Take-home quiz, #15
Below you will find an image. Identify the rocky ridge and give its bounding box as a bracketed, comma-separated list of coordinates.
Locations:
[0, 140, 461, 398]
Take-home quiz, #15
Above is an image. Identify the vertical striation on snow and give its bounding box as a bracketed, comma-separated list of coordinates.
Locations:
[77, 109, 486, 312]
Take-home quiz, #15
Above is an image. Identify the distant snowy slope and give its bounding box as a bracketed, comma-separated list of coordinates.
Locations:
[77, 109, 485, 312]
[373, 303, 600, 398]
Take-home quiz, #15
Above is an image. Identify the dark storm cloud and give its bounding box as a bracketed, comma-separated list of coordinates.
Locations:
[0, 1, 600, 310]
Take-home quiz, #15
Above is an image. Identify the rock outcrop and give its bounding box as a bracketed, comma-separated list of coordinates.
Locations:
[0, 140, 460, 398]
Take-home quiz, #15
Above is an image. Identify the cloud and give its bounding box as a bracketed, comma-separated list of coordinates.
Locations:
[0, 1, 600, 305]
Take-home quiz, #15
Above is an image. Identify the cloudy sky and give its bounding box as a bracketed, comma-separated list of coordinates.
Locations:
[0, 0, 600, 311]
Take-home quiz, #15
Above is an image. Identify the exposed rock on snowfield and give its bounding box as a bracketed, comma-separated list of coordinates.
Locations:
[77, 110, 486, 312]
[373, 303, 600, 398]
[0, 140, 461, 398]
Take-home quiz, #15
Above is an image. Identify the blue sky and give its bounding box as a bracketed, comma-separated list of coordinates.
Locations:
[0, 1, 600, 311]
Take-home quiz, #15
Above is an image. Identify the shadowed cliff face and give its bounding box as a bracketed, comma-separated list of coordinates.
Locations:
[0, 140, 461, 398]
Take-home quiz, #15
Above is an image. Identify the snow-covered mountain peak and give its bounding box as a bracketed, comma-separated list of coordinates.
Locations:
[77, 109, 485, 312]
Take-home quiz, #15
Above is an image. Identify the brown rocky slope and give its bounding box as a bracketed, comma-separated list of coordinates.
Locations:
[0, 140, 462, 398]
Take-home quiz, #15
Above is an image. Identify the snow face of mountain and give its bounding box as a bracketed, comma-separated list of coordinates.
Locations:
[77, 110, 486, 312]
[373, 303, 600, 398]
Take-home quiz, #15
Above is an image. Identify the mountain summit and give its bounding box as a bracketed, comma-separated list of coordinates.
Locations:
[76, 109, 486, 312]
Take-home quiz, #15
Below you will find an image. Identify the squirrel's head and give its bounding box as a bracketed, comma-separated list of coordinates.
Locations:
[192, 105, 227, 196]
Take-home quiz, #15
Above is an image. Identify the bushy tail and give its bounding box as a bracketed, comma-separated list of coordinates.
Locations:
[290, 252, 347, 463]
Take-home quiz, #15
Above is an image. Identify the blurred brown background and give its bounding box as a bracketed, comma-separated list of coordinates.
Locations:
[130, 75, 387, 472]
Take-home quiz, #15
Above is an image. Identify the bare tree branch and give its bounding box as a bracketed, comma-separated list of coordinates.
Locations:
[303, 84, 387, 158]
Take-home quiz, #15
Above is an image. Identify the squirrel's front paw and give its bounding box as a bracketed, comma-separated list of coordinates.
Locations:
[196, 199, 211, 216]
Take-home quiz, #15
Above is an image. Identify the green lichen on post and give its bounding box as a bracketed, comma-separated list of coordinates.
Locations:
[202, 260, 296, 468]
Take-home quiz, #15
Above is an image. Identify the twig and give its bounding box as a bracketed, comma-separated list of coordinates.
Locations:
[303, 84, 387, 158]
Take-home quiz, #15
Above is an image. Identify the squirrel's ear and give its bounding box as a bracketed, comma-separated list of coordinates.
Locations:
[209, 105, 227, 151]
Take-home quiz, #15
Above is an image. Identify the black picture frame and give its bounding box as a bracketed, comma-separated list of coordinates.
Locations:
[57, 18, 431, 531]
****
WHAT IS NEEDED
Copy the items above, starting with their first line and going on through the line with "[0, 1, 600, 311]", substituting "Practice quiz" for every "Take-home quiz" and changing nothing else.

OUTPUT FOR THIS TASK
Practice quiz, #15
Below you will find an image. Identify the rocky ridge and give its bounding box as a bracketed, comma-separated list of coordinates.
Locations:
[0, 140, 461, 398]
Practice quiz, #15
Above is an image. Identify the vertical striation on snow and give its bounding box as a bracketed, comma-separated list of coordinates.
Locations:
[77, 109, 486, 312]
Practice quiz, #15
Above is an image. Identify the distant snowy slope and give its bounding box as a bracketed, comma-separated list of coordinates.
Locations:
[77, 109, 485, 312]
[373, 303, 600, 398]
Practice quiz, #15
Above is an image. Identify the dark storm cloud and give its bounding box as a bracketed, comma-separated list of coordinates.
Locations:
[0, 1, 600, 310]
Practice quiz, #15
Above is an image. Identify the rock outcrop and give its bounding box as a bracketed, comma-separated list of coordinates.
Locations:
[0, 140, 460, 398]
Practice quiz, #15
Above is an image. Identify the cloud and give its bounding box as a bracketed, comma-separated list of coordinates.
Locations:
[0, 1, 600, 305]
Practice quiz, #15
Above is an image. Identify the cloudy sky and give its bounding box as a bracketed, comma-separated list of coordinates.
Locations:
[0, 0, 600, 311]
Practice quiz, #15
Above is an image. Identify the exposed rock on snowfield and give its bounding box as a bracketed, comma-separated list of coordinates.
Locations:
[77, 110, 486, 312]
[373, 303, 600, 398]
[0, 140, 461, 398]
Practice quiz, #15
Above is an image. Identify the blue sky and give its bounding box as a bracketed, comma-separated list of coordinates.
Locations:
[0, 1, 600, 311]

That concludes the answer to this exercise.